It was not this shop lifter!!!
I SERIOUSLY DOUBT THAT SHE WOULD BUM RUSH AND THEN PUNCH A POLICE OFFICER TRYING TO STOP HER!!

NOW ALL YOU ARE DOING IS BEING A DRAMA QUEEN, ONE THING HAS NOTHING TO DO WITH THE OTHER!!


----------



## JimBowie1958 (Aug 20, 2014)

RKMBrown said:


> Why would anyone have respect for law, or property when the people behind the badge and our federal government, hell, even our POTUS does not respect the law or property rights?



Because one should respect the office and the law regardless of the vile beings that hold or enforce those offices and laws.


----------



## JimBowie1958 (Aug 20, 2014)

RKMBrown said:


> I agree, with the point that IF Mike did steal the cigars, it would have given him a reason to high tail it out of there when the cop confronted him for jaywalking.  However, I do not agree with the thought line that we should kill black people for running away from a cop.
> 
> Would you feel the same about the killing if Mike Brown was named Michelle Brown and was a 5'2 brunette girl with blue eyes?
> 
> How about if it was this shoplifter:



Oh come on, dude. The size and demeanor of the person doing the charge is very relevant, don't you think?


----------



## Ernie S. (Aug 20, 2014)

RKMBrown said:


> I see, so people making up shit about the black guy is being intelligent, and making up shit about the cop is being an idiot.


Only problem is, we're not making up shit.


----------



## RKMBrown (Aug 20, 2014)

dannyboys said:


> Apparently you continue to behave in a manner that makes others punch you. You might want to ask yourself why. Or not.
> The next time the person who punches you may decide it's not enough for you to learn how to behave yourself.
> Funny. It seems your behaviour here is netting you the same level of disdain.
> PI


Yeah this one time I do a girl a favor and give her a ride home from a party.  Never touched her, just gave her a ride home. The girl's brother, walks up to my car and cold cocks me for bringing his sister home late. 

Guess what?  I didn't hit him back, though I could have, didn't even reach for the gun in the glove box, which I could have.  Hell I even had a black eye that I wore proudly the next day.


----------



## JimBowie1958 (Aug 20, 2014)

RKMBrown said:


> Yeah this one time I do a girl a favor and give her a ride home from a party.  Never touched her, just gave her a ride home. The girl's brother, walks up to my car and cold cocks me for bringing his sister home late.
> 
> Guess what?  I didn't hit him back, though I could have, didn't even reach for the gun in the glove box, which I could have.  Hell I even had a black eye that I wore proudly the next day.




Lol, no good deed goes unpunished these days


----------



## DrDoomNGloom (Aug 20, 2014)

RKMBrown said:


> Yeah this one time I do a girl a favor and give her a ride home from a party.  Never touched her, just gave her a ride home. The girl's brother, walks up to my car and cold cocks me for bringing his sister home late.
•••••
Stated exercise 1:
Find each line in the records that contains the string "holster", with case counting, and copy those lines.
The records are unrelated to the thread.
•••••
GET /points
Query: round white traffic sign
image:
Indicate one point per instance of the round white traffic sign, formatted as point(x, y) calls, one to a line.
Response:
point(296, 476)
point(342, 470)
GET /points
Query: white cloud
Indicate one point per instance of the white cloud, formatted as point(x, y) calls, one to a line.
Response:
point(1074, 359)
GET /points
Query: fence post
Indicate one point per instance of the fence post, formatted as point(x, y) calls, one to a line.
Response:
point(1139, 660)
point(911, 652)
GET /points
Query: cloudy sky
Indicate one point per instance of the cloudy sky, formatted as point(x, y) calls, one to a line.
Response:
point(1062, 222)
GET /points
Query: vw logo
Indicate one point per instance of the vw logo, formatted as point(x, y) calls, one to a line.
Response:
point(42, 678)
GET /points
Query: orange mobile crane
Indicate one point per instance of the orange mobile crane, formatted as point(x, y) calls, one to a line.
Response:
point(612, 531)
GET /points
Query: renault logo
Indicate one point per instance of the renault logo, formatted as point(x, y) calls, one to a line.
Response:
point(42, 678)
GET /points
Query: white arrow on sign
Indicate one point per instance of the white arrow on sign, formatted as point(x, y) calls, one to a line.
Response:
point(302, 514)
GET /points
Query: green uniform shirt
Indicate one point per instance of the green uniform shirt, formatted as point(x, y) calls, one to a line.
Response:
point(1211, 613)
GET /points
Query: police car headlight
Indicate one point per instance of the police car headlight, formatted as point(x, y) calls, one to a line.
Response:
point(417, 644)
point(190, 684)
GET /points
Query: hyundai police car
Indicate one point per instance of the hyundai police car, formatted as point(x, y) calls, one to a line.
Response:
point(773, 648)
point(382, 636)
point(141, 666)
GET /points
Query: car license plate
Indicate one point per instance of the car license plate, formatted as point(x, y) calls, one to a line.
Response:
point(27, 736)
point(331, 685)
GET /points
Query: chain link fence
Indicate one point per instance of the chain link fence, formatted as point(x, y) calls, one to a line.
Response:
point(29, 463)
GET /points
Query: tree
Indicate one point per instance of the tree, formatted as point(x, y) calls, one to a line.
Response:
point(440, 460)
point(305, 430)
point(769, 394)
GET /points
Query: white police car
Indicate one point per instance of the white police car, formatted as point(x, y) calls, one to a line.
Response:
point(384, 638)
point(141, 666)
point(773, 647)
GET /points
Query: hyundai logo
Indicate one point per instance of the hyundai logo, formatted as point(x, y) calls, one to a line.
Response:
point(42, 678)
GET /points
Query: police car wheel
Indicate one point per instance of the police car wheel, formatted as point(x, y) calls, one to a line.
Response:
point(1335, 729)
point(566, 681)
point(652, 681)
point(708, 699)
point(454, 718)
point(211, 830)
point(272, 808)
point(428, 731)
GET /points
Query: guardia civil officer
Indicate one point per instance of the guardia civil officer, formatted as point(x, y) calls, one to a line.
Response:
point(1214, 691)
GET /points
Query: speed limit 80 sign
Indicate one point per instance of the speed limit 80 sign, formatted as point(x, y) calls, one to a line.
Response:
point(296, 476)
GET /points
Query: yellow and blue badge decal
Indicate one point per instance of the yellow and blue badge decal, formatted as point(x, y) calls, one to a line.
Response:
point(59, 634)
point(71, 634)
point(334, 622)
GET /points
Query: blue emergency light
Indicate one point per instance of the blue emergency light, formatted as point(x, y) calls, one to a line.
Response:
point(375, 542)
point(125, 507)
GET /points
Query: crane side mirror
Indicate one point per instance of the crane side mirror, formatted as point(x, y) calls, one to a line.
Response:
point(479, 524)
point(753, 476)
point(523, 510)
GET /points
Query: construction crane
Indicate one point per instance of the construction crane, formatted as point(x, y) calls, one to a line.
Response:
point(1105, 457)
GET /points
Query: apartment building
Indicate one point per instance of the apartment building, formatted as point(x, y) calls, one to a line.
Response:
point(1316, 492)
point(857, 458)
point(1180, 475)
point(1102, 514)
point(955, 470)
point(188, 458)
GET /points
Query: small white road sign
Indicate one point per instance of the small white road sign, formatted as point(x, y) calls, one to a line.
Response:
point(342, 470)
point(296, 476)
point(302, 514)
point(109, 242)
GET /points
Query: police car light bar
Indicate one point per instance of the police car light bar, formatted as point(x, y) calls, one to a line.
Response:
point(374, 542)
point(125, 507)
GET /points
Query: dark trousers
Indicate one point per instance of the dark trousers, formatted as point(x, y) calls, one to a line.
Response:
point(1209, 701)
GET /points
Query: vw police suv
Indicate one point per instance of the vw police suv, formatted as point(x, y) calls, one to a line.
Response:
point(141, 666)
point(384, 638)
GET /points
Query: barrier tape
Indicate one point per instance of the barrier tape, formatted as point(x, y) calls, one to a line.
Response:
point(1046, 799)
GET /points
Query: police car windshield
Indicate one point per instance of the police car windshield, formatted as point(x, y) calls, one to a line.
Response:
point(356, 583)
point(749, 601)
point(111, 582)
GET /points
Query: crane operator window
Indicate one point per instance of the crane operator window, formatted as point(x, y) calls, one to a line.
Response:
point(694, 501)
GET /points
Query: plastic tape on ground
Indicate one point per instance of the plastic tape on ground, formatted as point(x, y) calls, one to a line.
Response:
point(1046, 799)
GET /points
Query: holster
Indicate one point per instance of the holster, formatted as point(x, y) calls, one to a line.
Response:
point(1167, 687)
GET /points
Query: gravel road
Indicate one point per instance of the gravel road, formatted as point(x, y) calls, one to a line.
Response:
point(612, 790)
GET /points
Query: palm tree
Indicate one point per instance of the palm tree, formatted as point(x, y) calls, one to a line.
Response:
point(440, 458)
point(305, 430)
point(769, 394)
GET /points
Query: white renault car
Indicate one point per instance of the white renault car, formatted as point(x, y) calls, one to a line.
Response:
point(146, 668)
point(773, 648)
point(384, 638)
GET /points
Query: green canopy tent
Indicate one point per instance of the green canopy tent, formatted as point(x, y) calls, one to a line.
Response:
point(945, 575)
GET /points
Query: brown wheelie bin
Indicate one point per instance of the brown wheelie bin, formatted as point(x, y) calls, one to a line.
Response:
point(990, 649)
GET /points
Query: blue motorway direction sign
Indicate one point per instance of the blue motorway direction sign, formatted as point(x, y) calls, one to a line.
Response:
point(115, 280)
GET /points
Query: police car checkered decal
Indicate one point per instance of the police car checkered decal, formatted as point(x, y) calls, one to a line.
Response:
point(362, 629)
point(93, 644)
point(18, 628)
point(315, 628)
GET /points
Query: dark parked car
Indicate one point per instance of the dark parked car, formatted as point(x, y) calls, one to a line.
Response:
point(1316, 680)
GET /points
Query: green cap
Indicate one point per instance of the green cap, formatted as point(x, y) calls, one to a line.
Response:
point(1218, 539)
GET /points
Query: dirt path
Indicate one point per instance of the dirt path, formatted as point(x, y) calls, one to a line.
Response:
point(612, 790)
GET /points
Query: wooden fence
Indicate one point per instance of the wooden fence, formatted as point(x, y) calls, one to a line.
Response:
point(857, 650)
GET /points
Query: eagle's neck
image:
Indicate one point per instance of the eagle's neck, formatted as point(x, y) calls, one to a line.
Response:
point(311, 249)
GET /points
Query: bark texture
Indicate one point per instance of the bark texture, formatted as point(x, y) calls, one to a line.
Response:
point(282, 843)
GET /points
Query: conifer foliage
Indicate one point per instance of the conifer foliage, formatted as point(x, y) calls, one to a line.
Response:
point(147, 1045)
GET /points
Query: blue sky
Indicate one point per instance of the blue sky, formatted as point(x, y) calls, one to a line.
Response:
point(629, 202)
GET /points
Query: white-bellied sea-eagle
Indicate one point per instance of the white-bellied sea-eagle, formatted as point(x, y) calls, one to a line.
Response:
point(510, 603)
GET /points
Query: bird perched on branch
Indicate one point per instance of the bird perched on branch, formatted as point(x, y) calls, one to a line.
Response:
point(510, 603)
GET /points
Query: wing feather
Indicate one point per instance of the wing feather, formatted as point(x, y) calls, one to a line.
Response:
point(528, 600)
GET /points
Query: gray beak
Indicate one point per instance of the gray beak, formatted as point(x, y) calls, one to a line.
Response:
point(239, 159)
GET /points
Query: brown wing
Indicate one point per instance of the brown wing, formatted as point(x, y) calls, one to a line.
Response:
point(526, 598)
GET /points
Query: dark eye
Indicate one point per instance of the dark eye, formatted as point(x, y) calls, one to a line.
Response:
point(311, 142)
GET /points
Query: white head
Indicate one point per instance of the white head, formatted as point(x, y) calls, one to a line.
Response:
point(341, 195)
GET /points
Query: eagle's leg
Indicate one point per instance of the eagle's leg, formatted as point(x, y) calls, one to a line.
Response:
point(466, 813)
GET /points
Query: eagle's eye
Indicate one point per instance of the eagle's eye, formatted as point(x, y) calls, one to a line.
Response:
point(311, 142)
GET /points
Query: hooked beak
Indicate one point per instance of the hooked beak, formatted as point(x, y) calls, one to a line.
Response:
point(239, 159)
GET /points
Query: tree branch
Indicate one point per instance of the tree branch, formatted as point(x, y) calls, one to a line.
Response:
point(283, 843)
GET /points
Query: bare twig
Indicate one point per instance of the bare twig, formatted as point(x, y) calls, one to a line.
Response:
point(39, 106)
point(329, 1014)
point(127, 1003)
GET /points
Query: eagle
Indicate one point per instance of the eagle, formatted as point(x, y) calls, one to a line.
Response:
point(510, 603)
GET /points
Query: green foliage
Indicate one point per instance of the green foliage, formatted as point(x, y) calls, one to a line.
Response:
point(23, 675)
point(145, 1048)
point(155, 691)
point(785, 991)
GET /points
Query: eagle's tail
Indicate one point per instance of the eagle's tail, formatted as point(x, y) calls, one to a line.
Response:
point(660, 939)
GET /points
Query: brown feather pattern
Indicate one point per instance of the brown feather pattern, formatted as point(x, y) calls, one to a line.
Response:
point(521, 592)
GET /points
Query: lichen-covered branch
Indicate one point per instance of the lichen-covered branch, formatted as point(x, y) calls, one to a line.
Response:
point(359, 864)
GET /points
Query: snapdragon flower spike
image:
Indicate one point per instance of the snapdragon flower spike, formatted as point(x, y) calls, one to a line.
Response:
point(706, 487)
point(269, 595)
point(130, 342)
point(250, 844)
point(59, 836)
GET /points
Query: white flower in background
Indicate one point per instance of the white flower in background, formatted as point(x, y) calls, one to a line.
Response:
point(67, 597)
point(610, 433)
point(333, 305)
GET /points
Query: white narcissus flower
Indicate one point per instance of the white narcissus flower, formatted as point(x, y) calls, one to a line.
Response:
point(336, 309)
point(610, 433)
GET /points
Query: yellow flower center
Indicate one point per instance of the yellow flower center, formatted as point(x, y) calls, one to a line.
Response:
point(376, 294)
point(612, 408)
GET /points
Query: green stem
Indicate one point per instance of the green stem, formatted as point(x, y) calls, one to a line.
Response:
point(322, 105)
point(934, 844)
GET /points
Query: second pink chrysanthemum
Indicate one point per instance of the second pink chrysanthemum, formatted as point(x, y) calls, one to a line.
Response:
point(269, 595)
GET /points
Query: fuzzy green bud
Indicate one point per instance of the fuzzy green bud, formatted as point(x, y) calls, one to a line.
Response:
•••••
Stated exercise 2:
Answer yes or no for each statement about the thread, quoting the words that decide it. (a) RKMBrown says he hit the girl's brother back. (b) JimBowie1958 argues that the size and demeanor of the person charging matters. (c) RKMBrown says the brother struck him for bringing his sister home late.

Correct result 1:
Query: holster
Indicate one point per instance of the holster, formatted as point(x, y) calls, one to a line.

Correct result 2:
(a) No: "I didn't hit him back"
(b) Yes: "The size and demeanor of the person doing the charge is very relevant"
(c) Yes: "cold cocks me for bringing his sister home late"